→ Task objective:
Count how many lines in the rows below contain the string "rope", treating uppercase and lowercase as distinct, and reply with the number alone.

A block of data
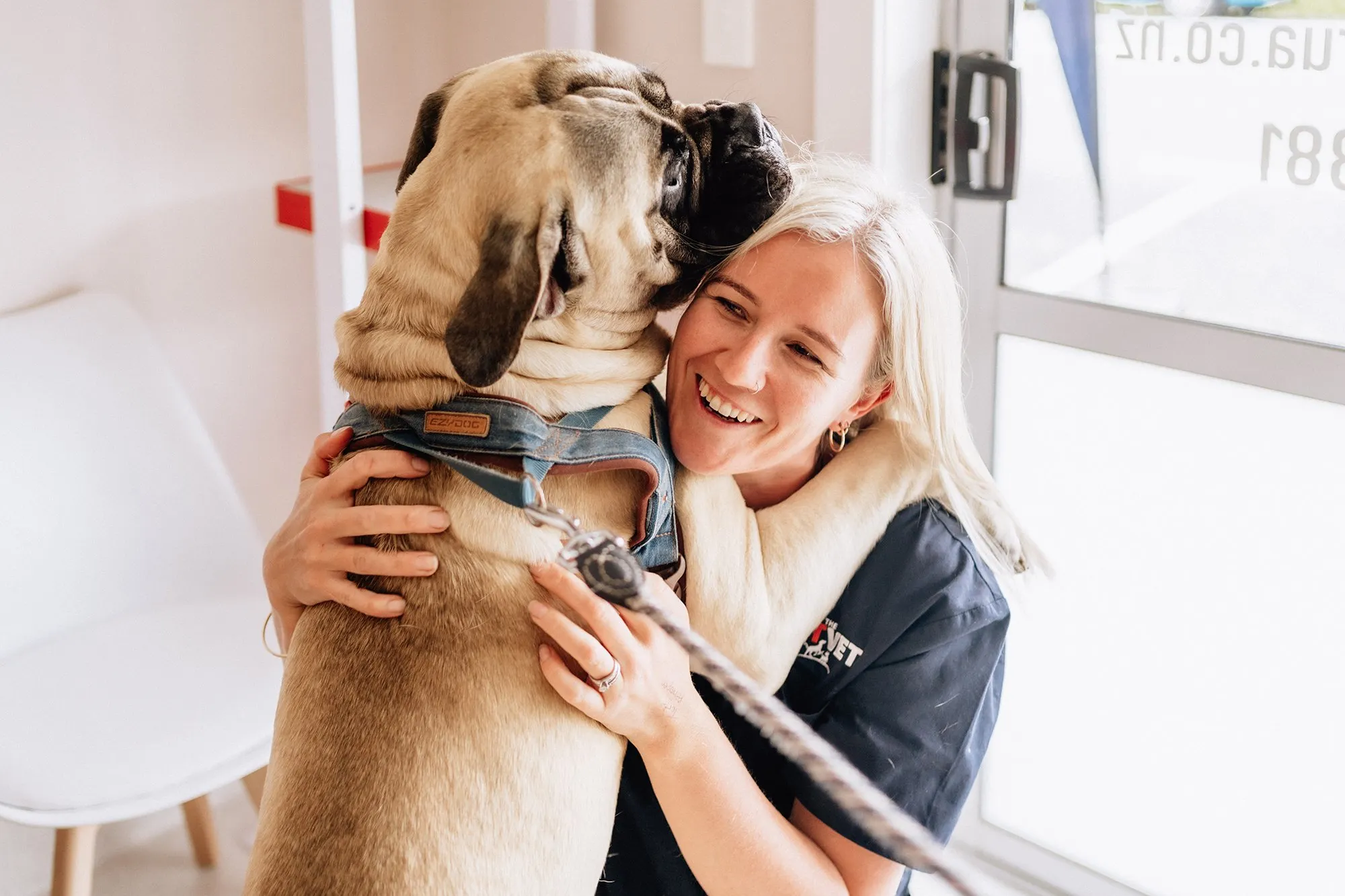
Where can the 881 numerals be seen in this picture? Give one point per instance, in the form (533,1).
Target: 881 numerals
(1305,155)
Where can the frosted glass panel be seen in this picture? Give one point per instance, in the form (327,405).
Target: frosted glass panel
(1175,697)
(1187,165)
--
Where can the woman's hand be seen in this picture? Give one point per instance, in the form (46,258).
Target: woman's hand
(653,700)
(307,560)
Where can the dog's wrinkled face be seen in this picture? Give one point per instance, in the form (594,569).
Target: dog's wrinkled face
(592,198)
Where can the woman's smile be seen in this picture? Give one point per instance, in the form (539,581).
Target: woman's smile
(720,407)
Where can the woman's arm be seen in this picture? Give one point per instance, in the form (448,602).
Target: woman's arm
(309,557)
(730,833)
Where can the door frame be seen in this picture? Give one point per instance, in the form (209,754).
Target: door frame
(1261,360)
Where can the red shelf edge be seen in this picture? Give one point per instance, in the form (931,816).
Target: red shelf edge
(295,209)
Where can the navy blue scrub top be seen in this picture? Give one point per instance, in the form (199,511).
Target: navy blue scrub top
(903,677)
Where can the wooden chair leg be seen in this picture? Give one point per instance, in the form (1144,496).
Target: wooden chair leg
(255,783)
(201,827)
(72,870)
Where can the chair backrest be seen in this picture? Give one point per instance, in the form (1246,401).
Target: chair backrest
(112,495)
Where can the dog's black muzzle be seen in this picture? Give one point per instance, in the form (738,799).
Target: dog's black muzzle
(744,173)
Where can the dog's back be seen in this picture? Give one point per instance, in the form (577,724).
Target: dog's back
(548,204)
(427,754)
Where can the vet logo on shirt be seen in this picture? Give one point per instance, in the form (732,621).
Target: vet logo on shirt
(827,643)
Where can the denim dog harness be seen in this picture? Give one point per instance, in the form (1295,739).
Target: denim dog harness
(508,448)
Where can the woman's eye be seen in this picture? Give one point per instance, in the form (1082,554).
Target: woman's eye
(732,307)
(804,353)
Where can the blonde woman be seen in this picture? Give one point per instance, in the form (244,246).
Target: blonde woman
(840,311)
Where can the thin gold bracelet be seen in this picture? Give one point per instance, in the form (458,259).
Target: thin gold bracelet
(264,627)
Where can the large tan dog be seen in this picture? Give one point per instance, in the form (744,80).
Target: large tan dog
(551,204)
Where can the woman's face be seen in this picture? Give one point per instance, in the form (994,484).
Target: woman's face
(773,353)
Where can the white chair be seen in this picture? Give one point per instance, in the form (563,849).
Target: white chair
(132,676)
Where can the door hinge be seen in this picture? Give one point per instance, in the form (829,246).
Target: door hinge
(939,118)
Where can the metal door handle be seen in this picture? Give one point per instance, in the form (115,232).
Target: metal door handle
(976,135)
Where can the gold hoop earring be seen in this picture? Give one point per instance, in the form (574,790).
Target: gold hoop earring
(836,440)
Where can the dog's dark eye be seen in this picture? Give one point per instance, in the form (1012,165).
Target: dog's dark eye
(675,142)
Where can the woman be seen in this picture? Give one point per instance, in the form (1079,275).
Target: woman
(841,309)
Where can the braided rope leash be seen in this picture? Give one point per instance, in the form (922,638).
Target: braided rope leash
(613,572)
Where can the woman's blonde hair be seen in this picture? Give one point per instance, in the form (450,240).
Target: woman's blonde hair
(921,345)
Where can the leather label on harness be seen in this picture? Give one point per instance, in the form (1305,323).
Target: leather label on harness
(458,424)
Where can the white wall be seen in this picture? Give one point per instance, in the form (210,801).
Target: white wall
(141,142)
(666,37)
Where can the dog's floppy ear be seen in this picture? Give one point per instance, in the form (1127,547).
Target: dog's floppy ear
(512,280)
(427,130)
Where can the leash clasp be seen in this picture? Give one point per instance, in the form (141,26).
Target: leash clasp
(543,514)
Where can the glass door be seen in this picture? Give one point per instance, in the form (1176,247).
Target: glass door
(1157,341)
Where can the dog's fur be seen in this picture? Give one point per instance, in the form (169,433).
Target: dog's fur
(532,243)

→ The response:
2